• _What to do_
Extend the piece below on plastic pollution in the oceans, carrying on from its final line.

• _Text provided_
If you saw David Attenborough's footage of the plastic pollution in the oceans, you were probably horrified and started thinking about what could be done to reduce the problem.

Macclesfield is a long way inland, and little of our waste finds its way into the sea - apart from litter that gets into the rivers, and plastic items flushed down the toilet.

Also, Britain is not a major contributor to the problem. In 2015, the journal 'Science' estimated 84% comes from 20 countries mostly in Asia.

Fortunately, Blue Planet II struck a chord in China, where reportedly the internet was slowed when around 80 million people watched the second episode. Theresa May (rather pointedly) gave president Xi Jinping the box set when they met in February(!)

In contrast, if all of coastal Europe was combined it would rank only 18th. more

However, that is no reason for us to do nothing.

Previously, this litter has seemed mainly a cosmetic issue; but now we are aware of real casualties of this problem.

The key to ocean pollution lies in understanding and reducing litter and fly-tipping, so that more waste is managed properly and does not find its way into rivers.


So, What Could be Done?

If you are reading this, you probably subscribe to these values already. So how do we nudge others to change?

If we reduce the number of single-use items sold to the public, we reduce the 'opportunities' to discard them as litter.

But the idea of a simple 'War on Plastic' risks throwing out the baby with the bath water.  Durable plastic products have served us well in many aspects of daily life - from near-indestructible toys, to reducing the weight of our cars, making them more fuel efficient and safer.

Our focus should be a 'War on Single-use Plastic' and Litter:-

Reduce Litter

Improve Recycling

Fewer Single-Use Items

Alternatives to Single-Use

Toilets

Avoid Creating Different Problems

Get In Touch

Background Information

Ocean Clean Up


Reduce Litter?

• _Given records_
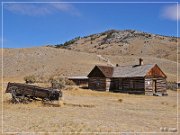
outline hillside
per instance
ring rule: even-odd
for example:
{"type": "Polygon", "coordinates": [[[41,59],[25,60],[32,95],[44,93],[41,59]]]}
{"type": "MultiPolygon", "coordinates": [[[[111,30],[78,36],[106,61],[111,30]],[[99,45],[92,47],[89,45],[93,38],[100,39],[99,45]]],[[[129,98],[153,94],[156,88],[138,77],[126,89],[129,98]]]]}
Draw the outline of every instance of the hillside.
{"type": "Polygon", "coordinates": [[[85,37],[77,37],[55,48],[117,56],[153,56],[177,61],[177,42],[168,37],[135,30],[108,30],[85,37]]]}
{"type": "MultiPolygon", "coordinates": [[[[138,58],[138,56],[97,55],[50,47],[4,49],[3,77],[5,81],[17,81],[27,75],[35,75],[45,80],[56,75],[81,76],[87,75],[96,64],[132,65],[138,63],[138,58]]],[[[142,58],[145,64],[157,63],[168,75],[168,80],[176,80],[176,62],[147,56],[142,58]]]]}

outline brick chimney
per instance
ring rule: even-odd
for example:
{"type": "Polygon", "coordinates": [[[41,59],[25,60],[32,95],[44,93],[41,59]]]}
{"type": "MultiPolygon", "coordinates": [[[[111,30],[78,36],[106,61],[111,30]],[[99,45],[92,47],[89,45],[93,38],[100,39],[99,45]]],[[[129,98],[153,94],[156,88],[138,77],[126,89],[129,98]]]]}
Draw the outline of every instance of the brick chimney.
{"type": "Polygon", "coordinates": [[[143,65],[143,59],[139,58],[139,66],[142,66],[142,65],[143,65]]]}

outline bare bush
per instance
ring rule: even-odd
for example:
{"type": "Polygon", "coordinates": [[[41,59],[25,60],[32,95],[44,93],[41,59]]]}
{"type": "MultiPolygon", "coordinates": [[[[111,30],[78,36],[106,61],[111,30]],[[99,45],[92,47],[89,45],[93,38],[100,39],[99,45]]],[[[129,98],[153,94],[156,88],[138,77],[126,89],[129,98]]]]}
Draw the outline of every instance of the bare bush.
{"type": "Polygon", "coordinates": [[[26,83],[35,83],[36,82],[36,77],[34,75],[25,76],[24,81],[26,83]]]}
{"type": "Polygon", "coordinates": [[[75,85],[75,83],[72,80],[69,80],[68,78],[65,78],[65,84],[66,85],[75,85]]]}

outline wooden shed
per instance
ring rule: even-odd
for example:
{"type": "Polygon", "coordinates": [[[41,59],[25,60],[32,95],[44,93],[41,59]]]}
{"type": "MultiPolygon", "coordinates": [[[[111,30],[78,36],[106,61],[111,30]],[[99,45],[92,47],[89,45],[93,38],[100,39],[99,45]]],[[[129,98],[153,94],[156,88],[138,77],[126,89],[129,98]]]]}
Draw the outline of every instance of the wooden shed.
{"type": "Polygon", "coordinates": [[[68,77],[69,80],[73,81],[78,86],[88,86],[88,77],[87,76],[73,76],[68,77]]]}
{"type": "Polygon", "coordinates": [[[138,65],[116,67],[97,65],[88,77],[88,87],[93,90],[167,95],[167,76],[157,64],[144,65],[142,59],[138,65]]]}

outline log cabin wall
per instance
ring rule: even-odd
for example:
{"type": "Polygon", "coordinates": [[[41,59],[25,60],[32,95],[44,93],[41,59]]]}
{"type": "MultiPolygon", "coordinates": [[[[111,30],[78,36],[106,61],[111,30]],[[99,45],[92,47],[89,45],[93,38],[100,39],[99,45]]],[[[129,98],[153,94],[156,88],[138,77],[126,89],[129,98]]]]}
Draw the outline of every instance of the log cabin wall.
{"type": "Polygon", "coordinates": [[[144,78],[112,78],[110,91],[144,94],[144,78]]]}
{"type": "Polygon", "coordinates": [[[106,88],[106,78],[105,77],[89,77],[88,83],[89,89],[105,91],[106,88]]]}
{"type": "Polygon", "coordinates": [[[166,94],[166,78],[145,78],[145,95],[166,94]]]}

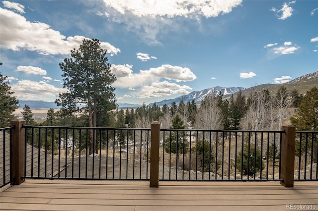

• _Output below_
  1. Join in with The Great Plastic Pick Up, 11,12,13 May. Details 
    So no-one can claim their littering is an insignificant addition to a pre-existing mess.
    (Bollington Town Council have litter pickers and bags to lend)


  2. Promote Plogging by individuals (collecting rubbish as you run or walk the dog?)

  3. Make it easier to dispose of waste properly in the street.

    1. Have more Litter Bins?

  4. Motivate more people to avoid littering.

    1. Publicise the effect of litter on marine life.

    2. Are schools able to employ high standards of recycling on-site - to create a benchmark for young minds?

    3. Incentivise the use of litter bins.

      1. Appeal to local pride e.g. 'Don't Trash Macc'
        (see other campaigns)

      2. Apply the new £150 fines for littering

    4. Maintain a cleaned environment where littering is unusual and therefore noticed and frowned upon.

  5. See other Council's plans e.g. Colchester

  6. Introduce the deposit scheme on plastic bottles.

    1. The UK uses a staggering 38.5 million single-use plastic bottles every day, of which more than 40% are not recycled.

    2. In some parts, of the country 37% of children drink bottled water rather than tap water (!)

    3. That said, clear plastic PET drinks bottles sink in water (if the tops are removed) but translucent milk bottles and other opaque bottles float, with or without their tops. See plastic types

    4. Although PET bottles sink, the bottle tops don't  - and appear to be a tasty morsel to sea birds and larger fish. So there are suggestions that the tops should be somehow made captive on the bottle - such as flip-tops.

    5. The deposit scheme will encourage people to pick up littered bottles to claim the deposit (as in Germany) - before they get into the sea .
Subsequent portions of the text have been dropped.